> _EXCERPT_:
——
Area dairy farms are finishing up planting season and getting ready to start harvest season. The first crop of perennial forages, such as alfalfa and perennial grasses, is starting in our two county area this week, and will continue into early June.
Why the range in harvest timing? Every farm has forage quality goals that they want to meet with their harvested forages. The perfect situation for a particular farm is to harvest on precisely the day at which the standing forage will result in their forage quality goal. Harvesting too early means that they lose yield, whereas harvesting too late means the harvested forage is lower quality and the farm has to spend more on expensive off-farm feedstuffs to balance their fed ration.
What makes managing harvest timing difficult is that first crop maturation is not consistent from year to year. Some years, a farm’s optimum harvest date is June 10th, other years it could be as early as May 20th. The Marinette and Oconto County offices of UW-Madison, Division of Extension, assist farms in the counties in this harvest balancing act. Scott Reuss, Agriculture Agent, monitors standing alfalfa fields and reports changing maturity so that farms are able to maximize their farm’s harvested forage value.
2021’s spring created significant problems for alfalfa growth and maturation in our area, with nearly a week of frost events, followed by very dry conditions which limited growth on many soil types. Thankfully, some warm temperatures and an area-wide rain occurred, and now it appears that most area dairy farms will be starting first crop forage harvest during the last full week of May. However, farms with moister, cooler soils or those north of the Crivitz area will likely be waiting until very late May or even into the first few days of June. Additionally, beef farms or fields which are being harvested to feed dairy heifers will not be harvested until well into June.
——
> _RECORD LIST_:
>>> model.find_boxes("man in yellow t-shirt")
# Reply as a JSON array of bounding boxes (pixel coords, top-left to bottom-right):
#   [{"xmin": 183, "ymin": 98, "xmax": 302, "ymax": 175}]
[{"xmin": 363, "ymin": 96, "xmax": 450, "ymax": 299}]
——
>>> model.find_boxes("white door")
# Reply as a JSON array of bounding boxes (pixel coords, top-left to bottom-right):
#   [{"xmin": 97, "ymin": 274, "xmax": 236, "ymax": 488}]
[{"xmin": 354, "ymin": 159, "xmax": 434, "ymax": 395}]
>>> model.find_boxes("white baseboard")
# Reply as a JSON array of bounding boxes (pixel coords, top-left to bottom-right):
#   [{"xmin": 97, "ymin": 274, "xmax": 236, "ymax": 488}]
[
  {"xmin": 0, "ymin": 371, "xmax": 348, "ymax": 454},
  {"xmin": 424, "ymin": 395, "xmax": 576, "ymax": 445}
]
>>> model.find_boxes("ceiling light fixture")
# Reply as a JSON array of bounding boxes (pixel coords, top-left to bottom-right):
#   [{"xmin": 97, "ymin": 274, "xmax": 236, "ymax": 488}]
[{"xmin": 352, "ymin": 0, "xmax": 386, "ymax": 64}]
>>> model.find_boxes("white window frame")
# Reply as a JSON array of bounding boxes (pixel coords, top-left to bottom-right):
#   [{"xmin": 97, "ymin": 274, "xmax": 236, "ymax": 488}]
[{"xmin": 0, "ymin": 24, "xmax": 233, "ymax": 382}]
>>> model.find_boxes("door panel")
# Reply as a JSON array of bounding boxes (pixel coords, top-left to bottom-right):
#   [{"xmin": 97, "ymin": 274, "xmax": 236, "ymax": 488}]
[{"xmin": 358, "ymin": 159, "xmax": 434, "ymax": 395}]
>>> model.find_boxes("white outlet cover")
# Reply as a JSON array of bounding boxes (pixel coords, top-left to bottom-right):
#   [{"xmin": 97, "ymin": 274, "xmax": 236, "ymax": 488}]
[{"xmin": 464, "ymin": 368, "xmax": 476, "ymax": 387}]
——
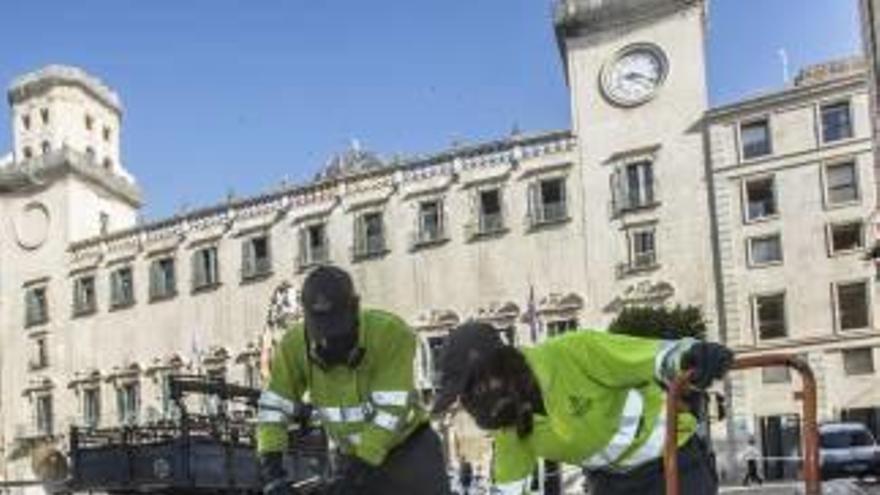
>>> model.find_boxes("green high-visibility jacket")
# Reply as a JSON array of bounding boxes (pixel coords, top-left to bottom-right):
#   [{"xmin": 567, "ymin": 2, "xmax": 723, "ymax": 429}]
——
> _TASK 1_:
In the forage harvest article, when does it appear that most area dairy farms will start first crop forage harvest in 2021?
> _TASK 2_:
Write the next part of the article on first crop forage harvest, picking up after its final sentence.
None of the lines are needed here.

> _EXERCISE RESPONSE 1_:
During the last full week of May.

> _EXERCISE RESPONSE 2_:
Reuss collected a full set of monitoring data on Wednesday, May 19, with most fields registering 210 to 225 Relative Forage Value points. Most dairy farms prefer to have approximately 170 RFV point forage to feed their dairy herd, but that varies by the farm. The problem is that we see about a 10% decrease in RFV during the harvest and storage process, and RFV decreases approximately 4 points per day in normal conditions. All this means that dairy farms are getting ready to start harvest! Again, the exception is our northern herds, where alfalfa is still 235 RFV points and higher.
To hear the most recent (monitoring dates of May 24 and 28, June 1 and 4 if applicable) data from this project, farms can hear the recorded data at 715-732-7510. They are also welcome to contact Reuss directly via e-mail to email@example.com or via cell phone at 715-701-0966.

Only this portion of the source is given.